** start of Given information **
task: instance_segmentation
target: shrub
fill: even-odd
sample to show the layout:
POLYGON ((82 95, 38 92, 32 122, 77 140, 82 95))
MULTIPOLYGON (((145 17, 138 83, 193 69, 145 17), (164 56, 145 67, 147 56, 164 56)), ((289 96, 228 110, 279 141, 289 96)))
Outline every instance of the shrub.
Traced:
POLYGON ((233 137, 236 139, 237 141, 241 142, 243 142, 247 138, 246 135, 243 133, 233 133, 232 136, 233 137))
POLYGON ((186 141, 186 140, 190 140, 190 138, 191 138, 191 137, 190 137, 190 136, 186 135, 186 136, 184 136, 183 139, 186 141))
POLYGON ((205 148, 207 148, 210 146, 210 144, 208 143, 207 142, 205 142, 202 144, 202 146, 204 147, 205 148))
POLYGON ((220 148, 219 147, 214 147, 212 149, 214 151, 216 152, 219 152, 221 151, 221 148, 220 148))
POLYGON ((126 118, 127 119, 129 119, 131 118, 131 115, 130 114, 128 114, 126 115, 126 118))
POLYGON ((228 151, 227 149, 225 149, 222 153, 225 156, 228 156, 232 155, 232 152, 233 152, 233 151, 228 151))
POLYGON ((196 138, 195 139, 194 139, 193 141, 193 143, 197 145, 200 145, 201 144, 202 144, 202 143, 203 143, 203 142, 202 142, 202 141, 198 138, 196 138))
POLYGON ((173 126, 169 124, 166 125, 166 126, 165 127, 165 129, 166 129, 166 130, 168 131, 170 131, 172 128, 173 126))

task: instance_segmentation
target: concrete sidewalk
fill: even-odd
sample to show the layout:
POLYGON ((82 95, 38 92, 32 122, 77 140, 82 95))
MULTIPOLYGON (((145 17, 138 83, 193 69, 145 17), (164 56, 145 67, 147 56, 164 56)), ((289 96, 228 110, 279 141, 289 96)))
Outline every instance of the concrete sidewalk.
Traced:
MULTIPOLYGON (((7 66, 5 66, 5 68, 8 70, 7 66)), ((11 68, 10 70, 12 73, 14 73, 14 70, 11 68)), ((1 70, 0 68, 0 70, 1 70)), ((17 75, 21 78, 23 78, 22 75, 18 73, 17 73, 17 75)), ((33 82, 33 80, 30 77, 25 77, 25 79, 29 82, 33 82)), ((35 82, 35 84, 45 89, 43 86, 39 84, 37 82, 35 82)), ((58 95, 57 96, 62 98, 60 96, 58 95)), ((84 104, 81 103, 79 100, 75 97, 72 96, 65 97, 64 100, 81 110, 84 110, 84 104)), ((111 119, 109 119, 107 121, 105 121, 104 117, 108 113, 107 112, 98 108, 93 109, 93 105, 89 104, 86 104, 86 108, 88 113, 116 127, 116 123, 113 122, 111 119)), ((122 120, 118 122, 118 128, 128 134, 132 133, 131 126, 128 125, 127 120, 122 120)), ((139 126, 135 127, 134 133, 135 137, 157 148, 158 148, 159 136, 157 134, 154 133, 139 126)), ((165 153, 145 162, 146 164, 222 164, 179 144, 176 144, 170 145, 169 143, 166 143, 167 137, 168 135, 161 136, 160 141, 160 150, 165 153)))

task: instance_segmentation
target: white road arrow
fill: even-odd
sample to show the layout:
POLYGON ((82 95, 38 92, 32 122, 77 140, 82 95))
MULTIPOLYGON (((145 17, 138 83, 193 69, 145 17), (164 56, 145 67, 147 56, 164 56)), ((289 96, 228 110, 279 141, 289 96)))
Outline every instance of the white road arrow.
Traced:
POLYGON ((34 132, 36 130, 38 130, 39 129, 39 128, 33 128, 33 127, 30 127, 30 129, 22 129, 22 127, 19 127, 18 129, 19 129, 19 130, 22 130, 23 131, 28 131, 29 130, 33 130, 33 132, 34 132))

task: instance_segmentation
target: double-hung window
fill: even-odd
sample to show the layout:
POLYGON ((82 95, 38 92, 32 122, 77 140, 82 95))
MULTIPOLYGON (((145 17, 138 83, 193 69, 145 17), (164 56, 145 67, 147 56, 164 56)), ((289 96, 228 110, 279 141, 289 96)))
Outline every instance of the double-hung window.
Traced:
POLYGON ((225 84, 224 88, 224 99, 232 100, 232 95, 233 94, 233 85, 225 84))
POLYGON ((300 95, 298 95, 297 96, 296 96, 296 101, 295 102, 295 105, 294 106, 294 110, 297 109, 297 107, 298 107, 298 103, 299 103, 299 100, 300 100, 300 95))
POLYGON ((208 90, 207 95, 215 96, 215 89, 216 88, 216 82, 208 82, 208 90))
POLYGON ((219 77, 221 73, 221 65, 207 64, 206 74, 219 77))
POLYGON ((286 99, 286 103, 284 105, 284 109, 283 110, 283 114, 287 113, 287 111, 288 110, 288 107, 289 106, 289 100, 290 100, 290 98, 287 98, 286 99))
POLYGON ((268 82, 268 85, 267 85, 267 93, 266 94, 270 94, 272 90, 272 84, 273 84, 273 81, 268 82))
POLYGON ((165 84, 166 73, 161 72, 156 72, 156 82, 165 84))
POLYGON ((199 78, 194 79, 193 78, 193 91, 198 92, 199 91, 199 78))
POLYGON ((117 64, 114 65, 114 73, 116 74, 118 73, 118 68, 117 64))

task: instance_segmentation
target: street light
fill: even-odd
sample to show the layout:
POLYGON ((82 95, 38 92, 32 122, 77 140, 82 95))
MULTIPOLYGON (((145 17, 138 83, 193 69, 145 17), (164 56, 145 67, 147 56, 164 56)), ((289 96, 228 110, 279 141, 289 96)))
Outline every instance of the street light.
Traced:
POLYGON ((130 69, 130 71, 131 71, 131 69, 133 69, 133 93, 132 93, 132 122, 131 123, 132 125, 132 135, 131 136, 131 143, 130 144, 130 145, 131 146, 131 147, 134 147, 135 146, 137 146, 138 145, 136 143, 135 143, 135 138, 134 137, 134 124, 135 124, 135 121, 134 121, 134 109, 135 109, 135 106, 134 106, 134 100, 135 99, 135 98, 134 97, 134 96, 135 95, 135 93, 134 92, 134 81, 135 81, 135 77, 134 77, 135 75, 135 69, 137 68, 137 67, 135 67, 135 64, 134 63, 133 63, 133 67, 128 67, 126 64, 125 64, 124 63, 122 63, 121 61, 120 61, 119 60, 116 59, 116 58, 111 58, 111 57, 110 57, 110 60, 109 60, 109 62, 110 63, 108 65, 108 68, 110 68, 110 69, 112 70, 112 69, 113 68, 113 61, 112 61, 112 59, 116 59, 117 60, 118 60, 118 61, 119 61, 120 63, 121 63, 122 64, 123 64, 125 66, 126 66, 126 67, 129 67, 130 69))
** end of Given information **
> _Stated exercise_
Rewrite all of the data above, changing every "Traced" to "Result" and leaving everything else untouched.

> _Result_
task: instance_segmentation
target: shrub
fill: even-odd
sample to show the layout:
POLYGON ((82 95, 38 92, 32 122, 77 140, 82 95))
MULTIPOLYGON (((145 17, 138 83, 193 69, 145 17), (164 56, 145 67, 147 56, 164 56)), ((289 96, 228 110, 279 141, 289 96)))
Outline every instance of the shrub.
Result:
POLYGON ((233 137, 236 139, 237 141, 241 142, 243 142, 247 138, 246 135, 243 133, 233 133, 232 136, 233 137))
POLYGON ((186 141, 186 140, 190 140, 190 138, 191 138, 191 137, 190 137, 190 136, 186 135, 186 136, 184 136, 183 139, 186 141))
POLYGON ((205 148, 207 148, 210 146, 210 144, 208 143, 207 142, 205 142, 202 144, 202 146, 204 147, 205 148))
POLYGON ((220 148, 219 147, 214 147, 212 149, 214 151, 216 152, 219 152, 221 151, 221 148, 220 148))
POLYGON ((126 118, 127 119, 129 119, 131 118, 131 115, 130 114, 128 114, 126 115, 126 118))
POLYGON ((228 151, 227 149, 225 149, 222 153, 225 156, 228 156, 232 155, 232 152, 233 152, 233 151, 228 151))
POLYGON ((196 138, 195 139, 194 139, 193 141, 193 143, 197 145, 200 145, 201 144, 202 144, 202 143, 203 143, 203 142, 202 142, 202 141, 198 138, 196 138))
POLYGON ((173 126, 169 124, 166 125, 166 126, 165 127, 165 129, 166 129, 166 130, 168 131, 170 131, 172 128, 173 126))

task: instance_segmentation
target: concrete sidewalk
fill: even-odd
sample to show the layout:
POLYGON ((82 95, 38 92, 32 122, 77 140, 82 95))
MULTIPOLYGON (((145 17, 138 83, 193 69, 145 17), (164 56, 145 67, 147 56, 164 56)), ((289 96, 228 110, 279 141, 289 96)))
Outline every instance of the concrete sidewalk.
Result:
MULTIPOLYGON (((7 66, 5 66, 5 68, 8 70, 7 66)), ((11 68, 10 70, 12 73, 14 73, 14 70, 11 68)), ((1 70, 0 68, 0 70, 1 70)), ((17 75, 21 78, 23 78, 22 75, 18 73, 17 73, 17 75)), ((33 82, 33 80, 30 77, 25 77, 25 79, 29 82, 33 82)), ((35 82, 35 84, 45 89, 43 86, 39 84, 37 82, 35 82)), ((58 95, 57 96, 62 98, 60 96, 58 95)), ((84 104, 81 103, 79 100, 75 97, 72 96, 65 97, 64 100, 81 110, 84 110, 84 104)), ((111 119, 109 119, 107 121, 105 121, 104 117, 108 113, 107 112, 98 108, 93 109, 93 105, 89 104, 86 104, 86 108, 88 113, 116 127, 116 123, 113 122, 111 119)), ((122 120, 118 122, 118 128, 128 134, 132 133, 131 126, 128 125, 127 120, 122 120)), ((139 126, 135 127, 134 133, 135 137, 157 148, 158 148, 159 136, 157 134, 154 133, 139 126)), ((165 153, 145 162, 146 164, 222 164, 179 144, 176 144, 170 145, 169 143, 166 143, 167 137, 168 135, 161 136, 160 141, 160 150, 165 153)))

task: instance_segmentation
target: white road arrow
fill: even-odd
sample to show the layout:
POLYGON ((82 95, 38 92, 32 122, 77 140, 82 95))
MULTIPOLYGON (((145 17, 138 83, 193 69, 145 17), (164 56, 145 67, 147 56, 164 56)), ((289 96, 228 110, 279 141, 289 96)))
Outline every instance of the white road arrow.
Result:
POLYGON ((34 132, 36 130, 38 130, 39 129, 39 128, 33 128, 33 127, 30 127, 30 129, 22 129, 22 127, 19 127, 18 129, 19 129, 19 130, 22 130, 23 131, 28 131, 29 130, 33 130, 33 132, 34 132))

task: instance_segmentation
target: double-hung window
fill: even-odd
sample to show the layout:
POLYGON ((82 95, 38 92, 32 122, 77 140, 82 95))
MULTIPOLYGON (((145 17, 138 83, 193 69, 145 17), (164 56, 145 67, 147 56, 164 56)), ((289 96, 228 110, 279 141, 289 96)))
Outline every instance of the double-hung window.
Result:
POLYGON ((225 84, 224 88, 224 99, 232 100, 232 95, 233 94, 233 85, 225 84))
POLYGON ((300 95, 298 95, 297 96, 296 96, 296 101, 295 102, 295 105, 294 106, 294 110, 297 109, 297 107, 298 107, 298 103, 299 103, 299 100, 300 100, 300 95))
POLYGON ((208 90, 207 95, 215 96, 215 89, 216 88, 216 82, 208 82, 208 90))
POLYGON ((219 77, 221 73, 221 65, 207 64, 206 74, 219 77))
POLYGON ((286 99, 286 103, 284 105, 284 109, 283 110, 283 114, 287 113, 287 111, 288 110, 288 107, 289 106, 289 100, 290 100, 290 98, 287 98, 286 99))
POLYGON ((268 82, 268 85, 267 85, 267 93, 266 94, 270 94, 272 90, 272 84, 273 84, 273 81, 268 82))
POLYGON ((165 84, 166 73, 161 72, 156 72, 156 82, 165 84))
POLYGON ((199 78, 194 79, 193 78, 193 91, 198 92, 199 91, 199 78))
POLYGON ((117 64, 114 65, 114 73, 116 74, 118 73, 118 68, 117 64))

task: instance_segmentation
target: street light
fill: even-odd
sample to show the layout:
POLYGON ((82 95, 38 92, 32 122, 77 140, 82 95))
MULTIPOLYGON (((145 17, 138 83, 193 69, 145 17), (164 56, 145 67, 147 56, 164 56)), ((289 96, 228 110, 279 141, 289 96)))
Outline every instance of the street light.
Result:
POLYGON ((130 69, 130 71, 131 71, 131 69, 133 69, 133 93, 132 93, 132 122, 131 123, 132 125, 132 135, 131 136, 131 143, 130 144, 130 145, 131 146, 131 147, 134 147, 135 146, 137 146, 138 145, 136 143, 135 143, 135 138, 134 137, 134 124, 135 124, 135 121, 134 121, 134 109, 135 109, 135 106, 134 106, 134 100, 135 99, 135 98, 134 97, 134 96, 135 95, 135 93, 134 92, 134 81, 135 81, 135 77, 134 77, 135 75, 135 69, 137 68, 137 67, 135 67, 135 64, 134 63, 133 63, 133 67, 128 67, 126 64, 125 64, 124 63, 122 63, 121 61, 120 61, 119 60, 116 59, 116 58, 111 58, 111 57, 110 57, 110 60, 109 60, 109 62, 110 63, 108 65, 108 68, 110 68, 110 69, 112 70, 112 69, 113 68, 113 61, 112 61, 112 59, 116 59, 117 60, 118 60, 118 61, 119 61, 120 63, 121 63, 122 64, 123 64, 125 66, 126 66, 126 67, 129 67, 130 69))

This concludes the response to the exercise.